An exact copy of every entry below is needed.
*** Block opens ***
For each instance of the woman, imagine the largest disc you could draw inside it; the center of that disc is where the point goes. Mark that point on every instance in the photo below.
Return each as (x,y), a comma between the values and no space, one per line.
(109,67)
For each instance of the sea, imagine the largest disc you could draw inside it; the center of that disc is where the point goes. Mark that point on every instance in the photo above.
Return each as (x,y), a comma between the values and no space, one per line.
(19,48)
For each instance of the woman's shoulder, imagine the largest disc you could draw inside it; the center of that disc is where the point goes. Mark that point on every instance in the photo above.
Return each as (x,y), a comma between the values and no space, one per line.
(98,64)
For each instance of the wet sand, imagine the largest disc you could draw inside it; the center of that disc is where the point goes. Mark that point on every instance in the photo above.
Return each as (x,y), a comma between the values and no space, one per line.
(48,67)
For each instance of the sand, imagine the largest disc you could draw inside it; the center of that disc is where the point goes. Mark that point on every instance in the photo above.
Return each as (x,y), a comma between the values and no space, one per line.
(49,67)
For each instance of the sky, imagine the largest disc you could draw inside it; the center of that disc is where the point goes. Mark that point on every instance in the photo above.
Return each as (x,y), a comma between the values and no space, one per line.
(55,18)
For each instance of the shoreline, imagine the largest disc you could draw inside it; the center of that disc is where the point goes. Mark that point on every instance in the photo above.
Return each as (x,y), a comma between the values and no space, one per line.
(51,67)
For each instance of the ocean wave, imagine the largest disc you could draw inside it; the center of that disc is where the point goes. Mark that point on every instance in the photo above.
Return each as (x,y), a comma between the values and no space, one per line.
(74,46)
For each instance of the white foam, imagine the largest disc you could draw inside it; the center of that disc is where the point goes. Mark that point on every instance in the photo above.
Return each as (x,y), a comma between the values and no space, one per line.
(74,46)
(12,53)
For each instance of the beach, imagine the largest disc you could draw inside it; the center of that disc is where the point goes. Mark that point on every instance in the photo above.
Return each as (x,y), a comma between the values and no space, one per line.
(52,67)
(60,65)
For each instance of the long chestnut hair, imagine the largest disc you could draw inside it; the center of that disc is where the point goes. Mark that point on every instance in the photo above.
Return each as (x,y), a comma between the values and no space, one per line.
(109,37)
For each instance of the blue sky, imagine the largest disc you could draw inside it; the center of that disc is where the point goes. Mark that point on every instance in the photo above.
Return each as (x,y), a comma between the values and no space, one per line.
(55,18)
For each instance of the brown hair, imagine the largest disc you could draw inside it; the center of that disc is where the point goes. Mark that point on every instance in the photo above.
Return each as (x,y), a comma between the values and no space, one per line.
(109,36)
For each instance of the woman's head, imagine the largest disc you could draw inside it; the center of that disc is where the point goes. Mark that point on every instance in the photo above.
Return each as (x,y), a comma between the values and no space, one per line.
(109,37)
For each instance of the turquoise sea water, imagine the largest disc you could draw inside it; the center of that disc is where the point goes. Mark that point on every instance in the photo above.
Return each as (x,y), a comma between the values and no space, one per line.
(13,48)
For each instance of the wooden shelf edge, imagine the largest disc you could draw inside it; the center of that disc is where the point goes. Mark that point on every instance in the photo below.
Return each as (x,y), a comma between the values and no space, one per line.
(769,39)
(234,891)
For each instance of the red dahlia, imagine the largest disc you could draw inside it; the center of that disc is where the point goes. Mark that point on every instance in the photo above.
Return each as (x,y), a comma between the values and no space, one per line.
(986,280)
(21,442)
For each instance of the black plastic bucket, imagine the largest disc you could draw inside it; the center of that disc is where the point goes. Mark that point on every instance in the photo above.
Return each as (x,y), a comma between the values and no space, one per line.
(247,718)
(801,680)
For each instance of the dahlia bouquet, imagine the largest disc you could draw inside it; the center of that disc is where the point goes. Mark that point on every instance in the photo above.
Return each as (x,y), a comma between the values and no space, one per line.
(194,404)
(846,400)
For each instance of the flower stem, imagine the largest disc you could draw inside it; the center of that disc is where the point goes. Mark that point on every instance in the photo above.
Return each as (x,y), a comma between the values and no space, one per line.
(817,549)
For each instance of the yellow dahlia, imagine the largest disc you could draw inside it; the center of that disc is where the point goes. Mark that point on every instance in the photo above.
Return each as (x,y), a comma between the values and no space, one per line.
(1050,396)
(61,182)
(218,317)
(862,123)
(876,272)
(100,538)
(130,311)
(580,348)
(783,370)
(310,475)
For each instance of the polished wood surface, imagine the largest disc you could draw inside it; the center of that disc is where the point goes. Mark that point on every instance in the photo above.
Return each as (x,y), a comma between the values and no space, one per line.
*** Block closes ***
▶ **Exercise answer**:
For each instance of the woman, imagine the largest disc you could draw inside it; the center of that disc is where the point goes. Mark that point on every instance in the photo below.
Return each as (x,y), a comma between the values and no space, one per line.
(109,67)
For each instance of the sea, imagine the largest disc you could draw inside it; the center of that disc is where the point goes. Mark that point on every instance in the photo above.
Return each as (x,y), a comma between the values and no space, one per line.
(19,48)
For each instance of the woman's shoulder, imagine the largest disc you could draw inside it; the center of that disc is where the point goes. Mark that point on every instance in the photo above.
Return each as (x,y), a comma between the values and no space, one per line.
(98,64)
For each instance of the wet sand, imagine the largest disc you could draw inside it; the center of that disc is where the point goes. Mark that point on every instance in the photo above.
Return each as (x,y), a comma between the values and no space, one per line.
(48,67)
For each instance of the sand, imagine the largest disc you could draw inside it; the center of that disc is where the point goes. Mark that point on every instance in the photo above.
Return each as (x,y), a comma between the values and no space, one per line.
(49,67)
For each instance of the sky, imagine the largest disc you could draw inside it; the center of that disc is where the point goes. Mark that point on every instance in the photo above.
Return each as (x,y), a comma between the values and no space, one per line.
(55,18)
For each instance of the shoreline, imagine the largest disc you could draw inside it; the center of that disc is where the point goes. Mark that point on every instance in the photo above.
Return each as (x,y), a comma between the values and no space, one per line.
(51,67)
For each instance of the ocean wave, imagine the largest disc you could draw inside it; the center of that disc is where the point goes. Mark that point on every instance in the photo above.
Return each as (x,y), a comma between the values and no space, one per line.
(74,46)
For each instance of the white foam, imagine the largest disc you could draw inside it; the center of that disc is where the point goes. Mark that point on every instance in the photo above.
Return each as (x,y), a comma between the values and no space, one per line.
(74,46)
(12,53)
For each instance of the beach, imagine the largest disc you could draw inside it; the center of that disc is where the point goes. Mark that point on every instance in the photo above.
Return each as (x,y), a comma between the values and no space, one per line.
(52,67)
(60,65)
For each instance of the long chestnut hair, imagine the largest disc you could draw inside it; the center of that disc is where the point goes. Mark that point on every instance in the photo above.
Return each as (x,y), a comma between the values and no space, one per line.
(109,37)
For each instance of the blue sky, imagine the largest disc you could draw inside it; the center of that disc is where the point goes. Mark that point on every instance in the photo above.
Return each as (x,y), a comma between the values and no space, one per line.
(55,18)
For each instance of the brown hair, imagine the largest disc you could draw inside it; the center of that disc is where the point goes. Mark that point on every instance in the photo above.
Return each as (x,y), a comma between the values and no space, one per line.
(109,36)
For each instance of the woman's head, imagine the largest disc you could draw inside it; the center of that disc is where the point goes. Mark that point on every instance in the photo above.
Return each as (x,y), a comma between the values and no space, one per line.
(109,37)
For each instance of the turquoise sea water, imagine the largest disc you could draw inside it; the center of that disc is where the point goes. Mark that point on every instance in the photo above.
Return each as (x,y), a comma between the values and no space, one per line.
(13,48)
For each instance of the wooden shelf edge, imagine the largest disc you could draw inside it; the center of that disc is where the point goes. Mark that point on every instance in the photo below.
Return each as (x,y), a comma between the values and no space, one per line.
(769,39)
(234,891)
For each instance of the red dahlia, imagine the largest disc you could draw inside it; the center of that disc is where the point goes. Mark that point on every instance in the photo above.
Return each as (x,y), a comma between the values and no space, one per line.
(986,280)
(21,442)
For each instance of the black plastic bucket, imagine the largest disc you could draw inside it; the center of that disc is where the point goes. Mark that point on every instance in the photo above.
Return each as (x,y), a comma between the values and no space, one per line.
(247,718)
(801,680)
For each instance of the dahlia bouquet, imagine the largest disc you could draw inside it; the center of that disc is where the point goes. Mark that point on every instance in the photo above.
Return each as (x,y), a comma between the values and no space, one per line.
(194,404)
(846,400)
For each instance of the flower stem, imagine the largest disc you could draw inside it; the center of that disc is where the point goes. Mark that point on every instance in the photo above.
Return each as (x,y), a comma between the values and no space, one per line.
(817,549)
For each instance of the yellow dahlia, imagine the largest disc you could draw inside it; the center of that disc is where the point goes. Mark that point on every instance in the photo above.
Return each as (x,y), a comma between the values and no space, one per line.
(1050,396)
(61,182)
(218,317)
(862,123)
(876,272)
(100,538)
(130,311)
(580,348)
(783,370)
(310,475)
For each instance of the polished wood surface, imagine the largest disc you could draw inside it; the center of that disc is where the point goes. Mark that point on every instance in the photo above.
Return each as (x,y), a comma between the values and no space, one per line.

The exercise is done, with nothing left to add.